OpenTelemetry 落地实践：统一采集 Traces、Metrics、Logs

可观测性实战 - 这篇文章属于一个选集。

§ : 本文

§ : 可观测性三支柱实战：Metrics/Logs/Traces 联动

§ : 分布式链路追踪实战：Jaeger 与 Tempo 选型对比

§ : Alertmanager Webhook 开发：自定义告警处理与 API 集成

§ : Alertmanager 完全指南：路由、抑制、静默与多渠道通知

§ : Grafana API 自动化：用代码管理 Dashboard、数据源和告警

§ : Prometheus 服务发现深度解析：kubernetes_sd_configs 实战

§ : 可观测性建设：从 Prometheus 采集到 Grafana 告警联动

为什么选 OpenTelemetry
#

在 OpenTelemetry 之前，我们的可观测性栈是"各自为政"的：链路追踪用 Jaeger，服务自己打点 Prometheus 指标，日志靠 Fluent Bit 采集写 Loki。三套体系，三套 Agent，三种数据格式，互相之间完全割裂。

最直接的问题是排障体验差。某个接口偶发超时，我先去 Grafana 看指标，发现 P99 飙升，但指标里看不出是哪个 upstream 慢。然后切到 Jaeger 查 Trace，但 Jaeger 和 Grafana 是两个 URL，时间轴不联动，手动对齐时间段很麻烦。最后想看对应时间段的日志，又要去 Grafana Explore 手动输 Loki 查询，还要自己算时间范围。

整个排障链路大概要 10 分钟才能把三个维度的数据拼在一起。

OpenTelemetry 解决的核心问题是标准化：用 OTLP（OpenTelemetry Protocol）统一三种信号的传输格式，用 OTel Collector 统一数据的收集、处理和转发。应用侧只需要输出 OTLP，后端存哪里是 Collector 的事。我们的后端选择是：Traces → Tempo，Metrics → Prometheus，Logs → Loki，全部在 Grafana 统一查看，并且 Trace 和 Log 通过 TraceID 自动关联。
▬▬▬▬▬▬▬▬▬▬
* [待办任务]
A: 在这篇 OpenTelemetry 文章里，改用 OpenTelemetry 之前日志用什么采集，写到了哪里？
B: 把这篇 OpenTelemetry 文章中从“最直接的问题是排障体验差。某个接口偶发超时，我先去 Grafana 看指标，发现”到“整个排障链路大概要 10 分钟才能把三个维度的数据拼在一起。”的这一段一字不差地照抄下来。
▬▬▬▬▬▬▬▬▬▬
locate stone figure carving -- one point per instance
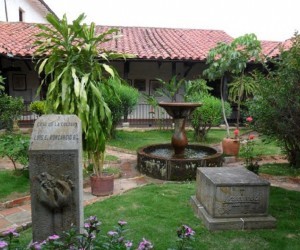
(54, 193)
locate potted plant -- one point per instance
(231, 59)
(69, 55)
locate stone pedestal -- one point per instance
(55, 169)
(232, 198)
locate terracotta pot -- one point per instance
(231, 146)
(102, 185)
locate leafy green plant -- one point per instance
(17, 186)
(232, 59)
(170, 89)
(69, 54)
(1, 82)
(121, 101)
(207, 115)
(11, 109)
(38, 107)
(15, 147)
(276, 105)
▬▬▬▬▬▬▬▬▬▬
* [任务结果]
A: 日志靠 Fluent Bit 采集，写入 Loki。

B:
最直接的问题是排障体验差。某个接口偶发超时，我先去 Grafana 看指标，发现 P99 飙升，但指标里看不出是哪个 upstream 慢。然后切到 Jaeger 查 Trace，但 Jaeger 和 Grafana 是两个 URL，时间轴不联动，手动对齐时间段很麻烦。最后想看对应时间段的日志，又要去 Grafana Explore 手动输 Loki 查询，还要自己算时间范围。

整个排障链路大概要 10 分钟才能把三个维度的数据拼在一起。